— Begin Extract —

EXTRACT: Peterson said the relatively large size of the initial plant reflects not only the extensive track record in CTL technology of Sasol of South Africa and Shell, two companies interested in investing in the plant, but also the scope of competing projects around the world that have attracted renewed interest, thanks to high oil prices.

THE ARTICLE 

Taiwan set to join Alaska, potential investors in assessing scope and benefits of proposed 80,000 barrels-per-day Cook Inlet plant

Rose Ragsdale
For Petroleum News

Spurred by high oil prices, the world is ramping up investment in coal-to-liquids projects, a trend that bodes well for future natural resources development in Cook Inlet.

The state-owned petroleum company in Taiwan, also known as the Republic of China, is poised to sign an agreement Oct. 13 with the Alaska Industrial Development and Export Authority and a small development company, Alaska Natural Resources-to-Liquids LLC, to study the feasibility of building an 80,000 barrels-per-day coal-to-liquids plant for roughly $5 billion on the west side of Cook Inlet.

The project, envisioned near the Beluga coal fields, which have more than 1 million tons in proven coal reserves, could become a catalyst for a dramatic upsurge in resources development activity in the region.

— End Extract —

**Directions:**
**1)** Answer these about the Cook Inlet coal-to-liquids article:
(a) What daily output is proposed for the plant?
(b) On what date is Taiwan's state-owned petroleum company poised to sign the agreement?
(c) How much proven coal do the Beluga coal fields hold?
**2)** Which companies and agencies does the coal-to-liquids article name?
**3)** Continue the Cook Inlet coal-to-liquids article from its last sentence.
The records aren't needed here.

— Begin Records shown —

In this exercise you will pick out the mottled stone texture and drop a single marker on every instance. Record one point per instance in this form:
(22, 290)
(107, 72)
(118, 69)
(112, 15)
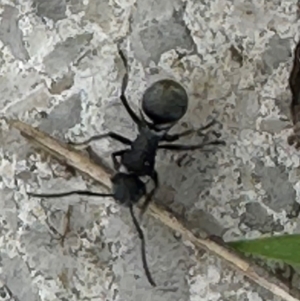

— End Records shown —

**Results in order:**
**1)**
(a) 80,000 barrels per day
(b) Oct. 13
(c) More than 1 million tons

**2)**
- Sasol
- Shell
- Alaska Industrial Development and Export Authority
- Alaska Natural Resources-to-Liquids LLC

**3)**
Taiwan’s Chinese Petroleum Corp. will join the state of Alaska through AIDEA in funding a $1.5 million preliminary feasibility study of the proposed project. The study will examine all aspects of the venture from size of available coal resources to the potential of West Coast markets in the Lower 48 for the ultra-clean fuels the plant would produce.

Colorado mining consultants Pincock, Allen & Holt Inc. will assess the old coal leases in the region to determine the true size of the resource, according to Richard Peterson, president of ANRTL.

Big is better

Peterson, the principal advocate for more than a decade of a substantial resource-to-liquids project in Alaska using the Fischer-Tropsch chemical conversion process, said the feasibility study should be completed by September 2007.

“We believe that once the project is under way it will have the potential to expand as more people become interested in it,” Peterson said.

Peterson said the relatively large size of the initial plant reflects not only the extensive track record in CTL technology of Sasol of South Africa and Shell, two companies interested in investing in the plant, but also the scope of competing projects around the world that have attracted renewed interest, thanks to high oil prices.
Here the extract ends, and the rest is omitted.